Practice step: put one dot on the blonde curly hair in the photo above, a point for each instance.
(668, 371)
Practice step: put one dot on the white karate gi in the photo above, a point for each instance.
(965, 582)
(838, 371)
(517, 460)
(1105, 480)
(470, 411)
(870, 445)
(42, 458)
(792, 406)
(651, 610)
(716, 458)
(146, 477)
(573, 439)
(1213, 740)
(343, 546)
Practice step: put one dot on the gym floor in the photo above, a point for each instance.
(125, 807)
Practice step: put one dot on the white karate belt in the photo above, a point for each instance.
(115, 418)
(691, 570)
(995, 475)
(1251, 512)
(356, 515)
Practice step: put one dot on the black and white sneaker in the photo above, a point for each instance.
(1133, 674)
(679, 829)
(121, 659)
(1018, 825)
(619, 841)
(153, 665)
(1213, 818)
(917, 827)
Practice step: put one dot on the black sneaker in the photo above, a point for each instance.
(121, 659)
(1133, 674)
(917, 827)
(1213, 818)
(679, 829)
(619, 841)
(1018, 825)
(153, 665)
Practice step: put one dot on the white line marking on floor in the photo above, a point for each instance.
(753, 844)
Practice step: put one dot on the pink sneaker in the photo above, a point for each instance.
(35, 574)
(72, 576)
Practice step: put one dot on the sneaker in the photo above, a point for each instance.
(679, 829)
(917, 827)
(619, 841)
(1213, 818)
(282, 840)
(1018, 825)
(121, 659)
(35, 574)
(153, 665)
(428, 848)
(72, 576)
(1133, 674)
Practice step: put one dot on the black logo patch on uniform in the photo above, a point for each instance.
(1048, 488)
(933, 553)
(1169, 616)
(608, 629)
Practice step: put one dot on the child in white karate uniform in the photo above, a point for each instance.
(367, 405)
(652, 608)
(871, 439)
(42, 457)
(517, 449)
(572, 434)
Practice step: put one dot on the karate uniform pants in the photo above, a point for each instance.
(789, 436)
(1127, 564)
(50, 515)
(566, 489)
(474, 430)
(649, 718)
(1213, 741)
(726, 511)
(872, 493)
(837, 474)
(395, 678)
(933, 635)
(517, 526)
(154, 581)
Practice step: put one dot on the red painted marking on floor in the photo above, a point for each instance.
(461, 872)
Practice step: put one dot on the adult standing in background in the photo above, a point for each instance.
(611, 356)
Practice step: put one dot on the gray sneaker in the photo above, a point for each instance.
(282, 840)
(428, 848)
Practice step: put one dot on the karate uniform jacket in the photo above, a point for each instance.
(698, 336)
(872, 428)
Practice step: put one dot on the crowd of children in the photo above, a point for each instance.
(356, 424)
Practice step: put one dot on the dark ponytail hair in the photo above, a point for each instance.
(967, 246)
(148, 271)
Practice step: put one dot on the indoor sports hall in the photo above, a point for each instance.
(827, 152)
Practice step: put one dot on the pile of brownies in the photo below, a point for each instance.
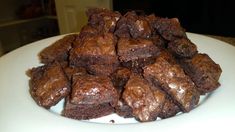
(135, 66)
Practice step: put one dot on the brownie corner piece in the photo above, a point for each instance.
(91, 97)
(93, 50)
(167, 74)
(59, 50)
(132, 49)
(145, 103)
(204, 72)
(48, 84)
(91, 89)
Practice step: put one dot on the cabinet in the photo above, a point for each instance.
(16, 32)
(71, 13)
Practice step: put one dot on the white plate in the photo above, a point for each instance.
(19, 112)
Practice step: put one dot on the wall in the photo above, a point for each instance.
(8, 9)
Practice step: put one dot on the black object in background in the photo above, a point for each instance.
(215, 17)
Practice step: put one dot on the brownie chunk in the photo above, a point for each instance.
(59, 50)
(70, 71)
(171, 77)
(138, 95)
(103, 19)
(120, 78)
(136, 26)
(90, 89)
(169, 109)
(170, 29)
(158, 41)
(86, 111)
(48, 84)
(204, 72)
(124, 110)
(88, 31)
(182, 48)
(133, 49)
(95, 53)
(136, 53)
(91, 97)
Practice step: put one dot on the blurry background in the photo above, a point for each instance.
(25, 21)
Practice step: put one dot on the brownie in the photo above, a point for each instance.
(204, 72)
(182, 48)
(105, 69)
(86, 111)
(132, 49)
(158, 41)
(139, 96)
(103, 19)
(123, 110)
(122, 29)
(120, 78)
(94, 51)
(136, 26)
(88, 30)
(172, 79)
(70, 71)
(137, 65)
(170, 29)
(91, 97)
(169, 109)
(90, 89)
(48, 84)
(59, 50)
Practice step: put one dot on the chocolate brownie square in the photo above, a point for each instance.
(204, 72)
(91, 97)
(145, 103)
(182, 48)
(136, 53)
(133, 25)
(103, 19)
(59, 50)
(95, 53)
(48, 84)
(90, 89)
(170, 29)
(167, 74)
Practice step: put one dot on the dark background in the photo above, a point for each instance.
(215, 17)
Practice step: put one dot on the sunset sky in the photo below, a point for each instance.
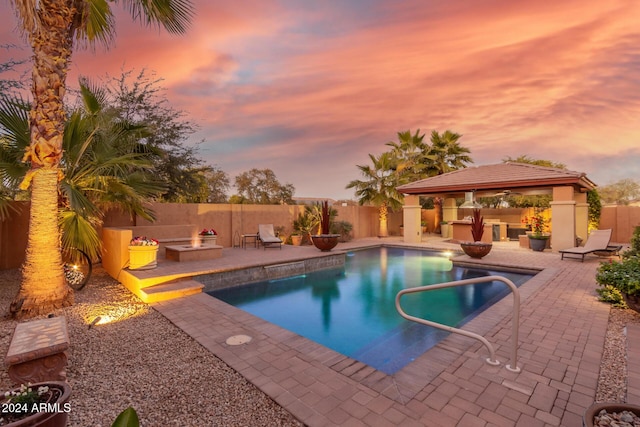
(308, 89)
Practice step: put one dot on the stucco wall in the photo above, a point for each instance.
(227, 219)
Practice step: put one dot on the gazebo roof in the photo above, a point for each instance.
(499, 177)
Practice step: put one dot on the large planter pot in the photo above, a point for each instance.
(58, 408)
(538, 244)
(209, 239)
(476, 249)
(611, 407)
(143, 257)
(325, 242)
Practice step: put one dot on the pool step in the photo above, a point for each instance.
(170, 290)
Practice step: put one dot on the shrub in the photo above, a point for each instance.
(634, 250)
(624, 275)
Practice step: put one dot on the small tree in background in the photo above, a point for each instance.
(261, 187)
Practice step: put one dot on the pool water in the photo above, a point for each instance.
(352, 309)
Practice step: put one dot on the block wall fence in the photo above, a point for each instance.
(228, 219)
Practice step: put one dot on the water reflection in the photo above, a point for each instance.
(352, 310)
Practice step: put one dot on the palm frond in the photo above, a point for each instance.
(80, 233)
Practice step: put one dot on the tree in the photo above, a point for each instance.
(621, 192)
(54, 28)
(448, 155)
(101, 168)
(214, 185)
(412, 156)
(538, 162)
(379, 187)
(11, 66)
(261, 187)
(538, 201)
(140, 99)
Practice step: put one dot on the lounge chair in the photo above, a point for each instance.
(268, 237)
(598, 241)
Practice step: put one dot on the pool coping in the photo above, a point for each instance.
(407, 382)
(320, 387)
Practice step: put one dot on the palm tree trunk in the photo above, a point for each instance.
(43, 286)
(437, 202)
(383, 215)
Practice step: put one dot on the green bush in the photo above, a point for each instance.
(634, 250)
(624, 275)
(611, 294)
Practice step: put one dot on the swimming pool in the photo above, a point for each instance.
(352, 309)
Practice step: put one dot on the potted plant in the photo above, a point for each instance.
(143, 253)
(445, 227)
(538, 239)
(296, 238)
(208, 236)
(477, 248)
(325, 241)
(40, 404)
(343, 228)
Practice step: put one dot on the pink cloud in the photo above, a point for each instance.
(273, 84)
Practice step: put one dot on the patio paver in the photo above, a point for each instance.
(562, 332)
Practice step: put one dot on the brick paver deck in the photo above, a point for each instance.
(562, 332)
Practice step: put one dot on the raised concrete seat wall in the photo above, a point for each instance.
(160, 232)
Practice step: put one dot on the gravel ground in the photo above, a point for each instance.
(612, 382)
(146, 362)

§

What is expected –
Your answer must be an exact copy of the records, without the pictures.

Exercise result –
Practice step: put one dot on the blonde curly hair in the photo above, a point for each instance.
(668, 371)
Practice step: put one dot on the white karate gi in the photo above, a point for each instance.
(965, 582)
(838, 371)
(517, 460)
(1105, 480)
(470, 411)
(870, 445)
(42, 458)
(792, 406)
(651, 610)
(716, 458)
(146, 477)
(573, 439)
(1213, 740)
(343, 546)
Practice step: put one dot on the gym floor in the photo above, a point for each instance.
(125, 807)
Practice step: put one dot on the white karate belt in the photo above, a point for each instance.
(115, 418)
(691, 570)
(995, 475)
(1251, 512)
(356, 515)
Practice step: put one dot on the black and white sneaker in the photo above, a point for each instance.
(1133, 674)
(679, 829)
(121, 659)
(1018, 825)
(619, 841)
(153, 665)
(1213, 818)
(917, 827)
Practice step: put one dot on the black sneaker in the photo above, a point for each instance.
(121, 659)
(1133, 674)
(917, 827)
(1213, 818)
(679, 829)
(619, 841)
(1018, 825)
(153, 665)
Practice step: put one dot on the white line marking on floor in the photo above, a point for each instance.
(753, 844)
Practice step: put one dot on the pink sneaker in the photo above, a point for each instance.
(35, 574)
(72, 576)
Practice step: put one dot on the sneaker in the photo above, a point for each instance.
(679, 829)
(917, 827)
(619, 841)
(1213, 818)
(282, 840)
(1018, 825)
(121, 659)
(35, 574)
(153, 665)
(428, 848)
(72, 576)
(1133, 674)
Practice step: put one dot on the black logo patch on uniform in the photo above, a point for each instance.
(1048, 488)
(933, 553)
(1169, 616)
(608, 629)
Practice step: put one dot on the child in white karate uniform in the photo above, a point for each instance.
(367, 405)
(652, 608)
(871, 439)
(42, 457)
(517, 449)
(572, 434)
Practice step: put one dot on the karate uniform pants in the photo above, a point for each instance.
(789, 436)
(1127, 564)
(50, 515)
(566, 489)
(474, 430)
(649, 718)
(1213, 741)
(726, 511)
(872, 493)
(837, 474)
(395, 678)
(933, 635)
(517, 526)
(154, 581)
Practice step: put one dot on the red painted marking on floor in the photo above, a point for each instance.
(461, 872)
Practice step: put one dot on the adult standing in background in the photo above, a point for each instance.
(611, 356)
Practice step: put one dot on the gray sneaker in the photo above, a point for each instance.
(282, 840)
(428, 848)
Practice step: put one dot on the karate uniform jacket in the photo above, a point for each instance.
(698, 336)
(872, 428)
Practice step: put one dot on the crowd of children in the photo above, a point for each instance.
(356, 424)
Practice step: put one dot on the dark ponytail hair in the photo above, a point for each instance.
(967, 246)
(148, 271)
Practice step: put one dot on the indoor sports hall in the photo above, a point for each instance.
(827, 152)
Practice step: put one dot on the pile of brownies in the photo below, a point for each instance.
(135, 66)
Practice step: put one dot on the brownie corner piece in the photo above, a point for each instance.
(91, 97)
(93, 50)
(167, 74)
(59, 50)
(132, 49)
(145, 103)
(204, 72)
(48, 84)
(91, 89)
Practice step: put one dot on the cabinet in the photo above, a point for each instance.
(16, 32)
(71, 13)
Practice step: put one dot on the white plate in the photo above, a point for each instance.
(19, 112)
Practice step: put one dot on the wall in the photo above, a point for each instance.
(8, 9)
Practice step: put one dot on the black object in background in the photo above, a point for each instance.
(215, 17)
Practice step: put one dot on the brownie chunk in the photo above, a point for each instance.
(59, 50)
(70, 71)
(171, 77)
(138, 95)
(103, 19)
(120, 78)
(136, 26)
(90, 89)
(169, 109)
(170, 29)
(158, 41)
(86, 111)
(48, 84)
(204, 72)
(124, 110)
(88, 31)
(182, 48)
(133, 49)
(95, 53)
(136, 53)
(91, 97)
Practice step: put one dot on the blurry background in the photo above, a point for each instance.
(25, 21)
Practice step: put one dot on the brownie in the photo above, a point for each instance.
(204, 72)
(182, 48)
(105, 69)
(86, 111)
(132, 49)
(158, 41)
(139, 96)
(103, 19)
(123, 110)
(122, 29)
(120, 78)
(94, 51)
(136, 26)
(88, 30)
(172, 79)
(70, 71)
(137, 65)
(170, 29)
(91, 97)
(169, 109)
(90, 89)
(48, 84)
(59, 50)
Practice step: put one dot on the chocolate brownie square in the photo above, a point for each instance.
(204, 72)
(91, 97)
(145, 103)
(182, 48)
(136, 53)
(133, 25)
(103, 19)
(59, 50)
(95, 53)
(48, 84)
(90, 89)
(170, 29)
(167, 74)
Practice step: put one dot on the dark background in the photo above, a point for each instance.
(215, 17)
Practice step: put one dot on the sunset sky in the photo below, a point for each instance.
(308, 89)
Practice step: put one dot on the stucco wall in the photo above, a point for each instance.
(227, 219)
Practice step: put one dot on the gazebo roof in the photo above, a point for each instance.
(499, 177)
Practice step: put one dot on the large planter pot in the photo above, a point for each instance.
(58, 408)
(538, 244)
(209, 239)
(476, 249)
(611, 407)
(143, 257)
(325, 242)
Practice step: put one dot on the pool step in the photo above, a point for each instance.
(170, 290)
Practice step: put one dot on the shrub in the photo above, a point for each instance.
(634, 250)
(624, 275)
Practice step: put one dot on the small tree in background in the photo above, a point for each instance.
(261, 187)
Practice step: put one dot on the pool water in the photo above, a point for each instance.
(352, 309)
Practice step: put one dot on the block wall fence in the photo above, a point for each instance.
(228, 219)
Practice step: put one dot on the water reflection in the photo above, a point for each instance.
(352, 310)
Practice step: put one dot on the palm frond in the photo above, a point for each instance.
(80, 233)
Practice step: put one dot on the tree in the photo above, a point for each instance.
(621, 192)
(54, 28)
(448, 155)
(101, 168)
(214, 185)
(412, 156)
(538, 162)
(379, 187)
(11, 66)
(261, 187)
(538, 201)
(140, 99)
Practice step: put one dot on the lounge chair in the photo above, a point for each instance.
(268, 237)
(598, 241)
Practice step: put one dot on the pool coping in the photo above, a point for each instance.
(407, 382)
(320, 387)
Practice step: put one dot on the palm tree trunk in the photo above, a point for each instance.
(43, 286)
(437, 202)
(383, 215)
Practice step: put one dot on the green bush in the photo above, a point for each instance.
(634, 250)
(624, 275)
(611, 294)
Practice step: put one dot on the swimming pool in the photo above, a point for each instance.
(352, 309)
Practice step: put one dot on the potted plant in the photo above, a point for each instance.
(143, 253)
(445, 227)
(538, 239)
(296, 238)
(208, 236)
(477, 248)
(325, 241)
(40, 404)
(343, 228)
Practice step: put one dot on the pink cloud in the photo above, a point for each instance.
(273, 84)
Practice step: put one dot on the patio paver in the photo above, a point for each instance.
(562, 332)
Practice step: put one dot on the brick paver deck in the photo above, a point for each instance.
(562, 332)
Practice step: put one dot on the raised concrete seat wall in the photo above, a point for each instance.
(160, 232)
Practice step: put one dot on the gravel ground in the photo above, a point for each instance.
(612, 382)
(146, 362)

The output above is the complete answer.